**Given instruction:** In the data below, substitute "marker" for every occurrence of "keypoint" and reproduce all lines otherwise unchanged.

(Data from a source)
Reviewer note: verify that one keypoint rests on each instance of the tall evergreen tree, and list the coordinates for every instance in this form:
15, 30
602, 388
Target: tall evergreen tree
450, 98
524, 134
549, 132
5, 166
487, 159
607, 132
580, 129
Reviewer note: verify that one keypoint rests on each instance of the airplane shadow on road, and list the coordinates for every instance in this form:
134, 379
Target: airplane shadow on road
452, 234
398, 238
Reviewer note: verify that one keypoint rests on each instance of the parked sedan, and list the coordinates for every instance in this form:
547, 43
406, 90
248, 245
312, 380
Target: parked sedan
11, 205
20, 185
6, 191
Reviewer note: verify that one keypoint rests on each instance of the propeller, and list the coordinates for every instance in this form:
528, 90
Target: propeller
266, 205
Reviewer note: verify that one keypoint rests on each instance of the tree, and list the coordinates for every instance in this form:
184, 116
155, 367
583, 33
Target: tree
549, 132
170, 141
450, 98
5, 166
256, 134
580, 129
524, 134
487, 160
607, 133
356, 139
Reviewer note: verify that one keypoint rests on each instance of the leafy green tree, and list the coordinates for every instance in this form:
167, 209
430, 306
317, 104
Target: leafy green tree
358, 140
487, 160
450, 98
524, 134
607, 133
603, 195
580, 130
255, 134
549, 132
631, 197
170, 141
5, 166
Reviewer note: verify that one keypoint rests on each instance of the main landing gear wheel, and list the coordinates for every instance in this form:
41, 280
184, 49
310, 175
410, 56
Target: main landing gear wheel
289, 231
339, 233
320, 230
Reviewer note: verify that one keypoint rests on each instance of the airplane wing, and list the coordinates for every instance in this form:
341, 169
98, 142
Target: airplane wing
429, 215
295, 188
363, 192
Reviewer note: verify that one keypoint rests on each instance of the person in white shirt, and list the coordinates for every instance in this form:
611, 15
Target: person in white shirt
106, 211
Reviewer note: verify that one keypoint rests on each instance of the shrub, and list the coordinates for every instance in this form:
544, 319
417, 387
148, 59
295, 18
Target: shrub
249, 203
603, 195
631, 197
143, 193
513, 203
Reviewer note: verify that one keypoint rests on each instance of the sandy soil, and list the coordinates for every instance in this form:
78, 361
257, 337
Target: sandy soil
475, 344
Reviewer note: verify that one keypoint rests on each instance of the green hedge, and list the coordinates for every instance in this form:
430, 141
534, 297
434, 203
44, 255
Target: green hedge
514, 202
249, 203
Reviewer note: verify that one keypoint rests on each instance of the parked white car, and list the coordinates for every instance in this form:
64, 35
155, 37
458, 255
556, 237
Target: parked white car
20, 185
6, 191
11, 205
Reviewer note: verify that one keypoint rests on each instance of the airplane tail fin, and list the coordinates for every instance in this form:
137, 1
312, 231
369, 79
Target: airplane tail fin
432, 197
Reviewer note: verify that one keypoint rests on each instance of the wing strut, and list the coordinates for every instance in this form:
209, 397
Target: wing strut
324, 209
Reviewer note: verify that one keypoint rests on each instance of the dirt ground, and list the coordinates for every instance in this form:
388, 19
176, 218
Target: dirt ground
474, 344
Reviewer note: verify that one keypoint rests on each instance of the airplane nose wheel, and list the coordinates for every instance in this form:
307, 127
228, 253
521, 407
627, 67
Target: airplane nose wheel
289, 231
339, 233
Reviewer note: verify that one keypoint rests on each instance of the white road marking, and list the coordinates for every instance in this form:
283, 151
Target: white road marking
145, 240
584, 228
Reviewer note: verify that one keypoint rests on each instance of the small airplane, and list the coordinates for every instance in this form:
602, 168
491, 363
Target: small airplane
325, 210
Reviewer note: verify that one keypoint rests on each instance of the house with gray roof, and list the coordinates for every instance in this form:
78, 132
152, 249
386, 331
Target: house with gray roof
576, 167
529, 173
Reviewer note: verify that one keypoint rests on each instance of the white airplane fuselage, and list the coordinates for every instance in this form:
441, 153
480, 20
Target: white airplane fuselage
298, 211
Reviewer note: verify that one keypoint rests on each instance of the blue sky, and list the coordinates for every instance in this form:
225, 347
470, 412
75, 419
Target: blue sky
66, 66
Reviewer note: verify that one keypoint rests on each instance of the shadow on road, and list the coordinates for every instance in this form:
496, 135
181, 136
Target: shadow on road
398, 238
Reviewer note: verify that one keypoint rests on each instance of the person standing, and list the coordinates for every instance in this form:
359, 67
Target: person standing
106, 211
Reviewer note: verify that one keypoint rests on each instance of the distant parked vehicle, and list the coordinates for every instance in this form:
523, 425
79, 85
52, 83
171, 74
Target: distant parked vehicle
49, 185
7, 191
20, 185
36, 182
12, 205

**Answer in full:**
Reviewer note: verify that one marker rests on each instance of the tall evergreen tree, and list the coordinates for every instance in this form:
15, 30
602, 388
Target: tall evergreen tree
450, 98
524, 134
549, 132
5, 166
487, 159
607, 132
580, 129
Reviewer note: verify that one marker rests on each instance of the airplane shadow on road, and list the coordinates for every instance in this form:
134, 379
Target: airplane shadow on road
452, 234
398, 238
Reviewer note: verify that one marker rests on each instance of the parked sedan, and list the coordinates for every instance in this form:
547, 43
406, 90
248, 245
312, 380
Target: parked sedan
11, 205
20, 185
6, 191
Reviewer note: verify that one marker rests on each instance of the propeller, and list the coordinates for every instance in this form:
528, 90
Target: propeller
266, 205
Reviewer note: verify that one marker rests on each instance of the tree, and list the coordinates for every instance in this form:
184, 116
155, 367
583, 33
Target: tree
549, 132
170, 141
450, 98
5, 166
256, 134
580, 129
524, 134
487, 160
607, 133
356, 139
Reviewer note: verify that one marker rests on each instance of the leafy green tree, and list the coordinates for every instance in this form:
167, 209
430, 306
317, 104
Target: leafy green tree
358, 140
487, 160
450, 98
524, 134
607, 133
603, 195
580, 130
255, 134
549, 132
631, 197
170, 141
5, 166
Reviewer note: verify that one marker rests on each instance of the main landing gear wheel, and list the coordinates for every instance in this form:
41, 280
184, 49
310, 175
410, 56
Target: main landing gear wheel
289, 231
339, 233
320, 230
Reviewer note: verify that one marker rests on each instance of the airplane wing, and list the coordinates for every instance in this form:
341, 169
98, 142
Target: airplane wing
429, 215
295, 188
363, 192
Reviewer note: verify that one marker rests on each instance of the person in white shirt, and list the coordinates for every instance in this form:
611, 15
Target: person in white shirt
106, 211
Reviewer note: verify that one marker rests on each instance of the shrub, and list the coordinates for every instance in this form:
544, 319
417, 387
148, 59
295, 18
Target: shrub
249, 203
603, 195
631, 197
143, 193
513, 203
Reviewer note: verify that one marker rests on each instance of the sandy soil, and list the coordinates for every instance in this form:
78, 361
257, 337
Target: sandy soil
475, 344
Reviewer note: verify that one marker rests on each instance of the green hedge, and list the coordinates for every instance in this form:
430, 141
534, 297
434, 203
44, 255
Target: green hedge
514, 202
249, 203
Reviewer note: verify that one marker rests on each instance of the parked white car, and list the coordinates for every instance in this form:
64, 35
155, 37
458, 255
556, 237
Target: parked white car
20, 185
6, 191
11, 205
Reviewer note: verify that one marker rests on each instance of the airplane tail fin, and list the coordinates for every instance in this form:
137, 1
312, 231
369, 79
Target: airplane tail fin
432, 197
Reviewer note: verify that one marker rests on each instance of the wing strut, and list the coordinates for every instance in this form:
209, 397
Target: wing strut
324, 209
Reviewer note: verify that one marker rests on each instance of the dirt ground, and list the coordinates for every instance in this form:
388, 19
176, 218
Target: dirt ground
474, 344
Reviewer note: verify that one marker rests on each instance of the airplane nose wheel, and list the coordinates for every instance in this form:
307, 127
228, 253
521, 407
627, 67
Target: airplane nose wheel
289, 231
339, 233
Reviewer note: verify that one marker rests on each instance of the white road marking, and list the coordinates for every instance in this form:
283, 151
Target: white road marking
145, 240
584, 228
Reviewer note: verify that one marker rests on each instance of the small airplane, and list the coordinates for every instance in this form:
602, 168
491, 363
Target: small airplane
325, 210
Reviewer note: verify that one marker rests on each instance of the house with gray roof, and list the coordinates for every instance in this form:
78, 132
152, 249
386, 331
Target: house with gray roof
576, 167
529, 173
Reviewer note: verify that one marker rests on each instance of the white airplane fuselage, and list the coordinates for every instance in this form:
441, 153
480, 20
Target: white airplane fuselage
298, 211
Reviewer note: verify that one marker rests on each instance of the blue sky, and list the coordinates for every instance in this form:
225, 347
470, 412
75, 419
Target: blue sky
66, 66
Reviewer note: verify that one marker rests on each instance of the shadow on road, and list the coordinates for every instance in this form:
496, 135
181, 136
Target: shadow on road
398, 238
Reviewer note: verify that one marker rests on each instance of the person standing, and list the coordinates for every instance in this form:
359, 67
Target: person standing
106, 211
Reviewer note: verify that one marker rests on each instance of the distant parked vehicle, and list the coordinates for every instance in this form:
523, 425
79, 85
52, 83
171, 74
Target: distant parked vehicle
49, 185
7, 191
20, 185
36, 182
12, 205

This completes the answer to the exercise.